Examine each line of the data. Copy the line if it includes the word "before".

* Input records *
Start of Block

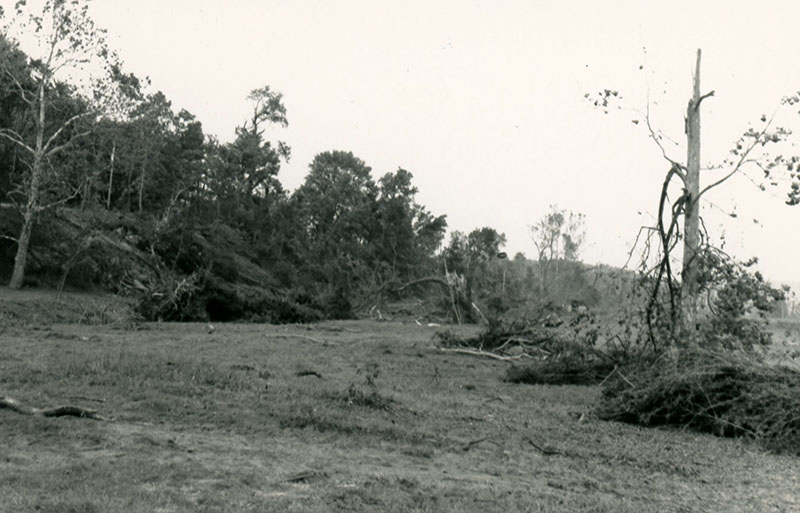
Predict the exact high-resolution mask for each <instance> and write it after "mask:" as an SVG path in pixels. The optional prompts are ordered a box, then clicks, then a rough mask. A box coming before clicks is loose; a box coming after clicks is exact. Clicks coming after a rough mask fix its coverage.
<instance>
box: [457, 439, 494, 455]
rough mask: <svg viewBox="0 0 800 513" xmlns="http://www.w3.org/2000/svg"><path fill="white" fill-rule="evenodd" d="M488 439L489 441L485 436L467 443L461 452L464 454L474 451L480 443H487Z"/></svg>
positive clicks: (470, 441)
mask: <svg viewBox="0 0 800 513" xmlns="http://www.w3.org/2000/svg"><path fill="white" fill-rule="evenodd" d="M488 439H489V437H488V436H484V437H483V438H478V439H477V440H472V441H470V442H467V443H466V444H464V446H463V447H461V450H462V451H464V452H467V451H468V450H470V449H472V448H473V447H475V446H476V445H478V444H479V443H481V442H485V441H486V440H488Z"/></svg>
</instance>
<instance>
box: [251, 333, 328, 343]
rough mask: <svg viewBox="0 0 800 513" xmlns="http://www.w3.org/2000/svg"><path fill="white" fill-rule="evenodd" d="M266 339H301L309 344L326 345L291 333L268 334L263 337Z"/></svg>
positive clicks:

End of Block
Start of Block

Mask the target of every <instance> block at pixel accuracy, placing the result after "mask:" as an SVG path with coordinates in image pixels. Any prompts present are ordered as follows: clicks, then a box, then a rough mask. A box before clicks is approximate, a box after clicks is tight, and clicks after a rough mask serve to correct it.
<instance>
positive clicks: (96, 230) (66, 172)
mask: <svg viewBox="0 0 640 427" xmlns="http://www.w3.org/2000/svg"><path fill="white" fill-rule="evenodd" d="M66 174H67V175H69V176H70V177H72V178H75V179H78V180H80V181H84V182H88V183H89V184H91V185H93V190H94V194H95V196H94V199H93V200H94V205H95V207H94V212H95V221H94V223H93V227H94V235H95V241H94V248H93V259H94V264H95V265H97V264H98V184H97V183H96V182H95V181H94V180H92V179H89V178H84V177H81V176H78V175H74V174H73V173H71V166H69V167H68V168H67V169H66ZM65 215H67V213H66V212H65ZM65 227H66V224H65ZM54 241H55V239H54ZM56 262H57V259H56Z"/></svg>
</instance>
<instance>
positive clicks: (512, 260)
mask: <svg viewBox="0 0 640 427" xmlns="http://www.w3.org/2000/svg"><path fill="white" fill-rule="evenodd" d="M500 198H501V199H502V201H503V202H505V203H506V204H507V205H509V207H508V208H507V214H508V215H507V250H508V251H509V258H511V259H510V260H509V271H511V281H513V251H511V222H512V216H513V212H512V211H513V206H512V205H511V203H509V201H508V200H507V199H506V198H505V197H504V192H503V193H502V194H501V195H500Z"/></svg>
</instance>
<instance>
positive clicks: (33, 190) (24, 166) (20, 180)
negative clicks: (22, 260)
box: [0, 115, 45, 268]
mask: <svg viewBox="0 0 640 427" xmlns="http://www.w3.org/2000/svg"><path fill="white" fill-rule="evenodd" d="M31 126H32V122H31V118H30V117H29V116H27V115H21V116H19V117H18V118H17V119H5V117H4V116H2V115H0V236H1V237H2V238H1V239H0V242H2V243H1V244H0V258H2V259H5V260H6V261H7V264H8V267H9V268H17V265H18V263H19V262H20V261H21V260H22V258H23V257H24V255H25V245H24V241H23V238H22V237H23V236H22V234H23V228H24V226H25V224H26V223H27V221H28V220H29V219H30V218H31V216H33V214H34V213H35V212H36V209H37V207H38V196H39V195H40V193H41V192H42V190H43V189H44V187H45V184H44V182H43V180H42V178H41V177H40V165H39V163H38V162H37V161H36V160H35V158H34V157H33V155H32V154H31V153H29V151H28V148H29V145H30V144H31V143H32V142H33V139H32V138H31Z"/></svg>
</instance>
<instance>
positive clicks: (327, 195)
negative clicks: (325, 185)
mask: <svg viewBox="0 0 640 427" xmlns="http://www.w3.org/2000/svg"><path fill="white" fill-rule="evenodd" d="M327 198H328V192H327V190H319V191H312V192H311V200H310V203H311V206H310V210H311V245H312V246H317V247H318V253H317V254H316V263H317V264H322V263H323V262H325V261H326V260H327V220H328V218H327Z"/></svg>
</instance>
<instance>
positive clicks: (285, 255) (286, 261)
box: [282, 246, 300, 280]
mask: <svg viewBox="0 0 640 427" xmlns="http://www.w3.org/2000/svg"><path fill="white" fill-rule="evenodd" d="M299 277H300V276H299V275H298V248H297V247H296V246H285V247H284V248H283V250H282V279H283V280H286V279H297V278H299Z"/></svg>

End of Block

* Output of the task *
Predict the exact high-resolution mask for each <instance> and write it after "mask:" as an SVG path in pixels. The optional prompts are ordered a box, then clicks, then a rough mask. A box coming before clicks is loose; a box coming after clicks is exact. Clicks coming after a rough mask fix its coverage.
Mask the target of every <instance> block at pixel accuracy, placing the result after "mask:" as an SVG path with coordinates in image pixels. Any prompts present are ordered as follows: clicks, then a box, then a rough mask. A box before clicks is approximate, a box after clicks is tight, and clicks after a rough mask serve to correct it.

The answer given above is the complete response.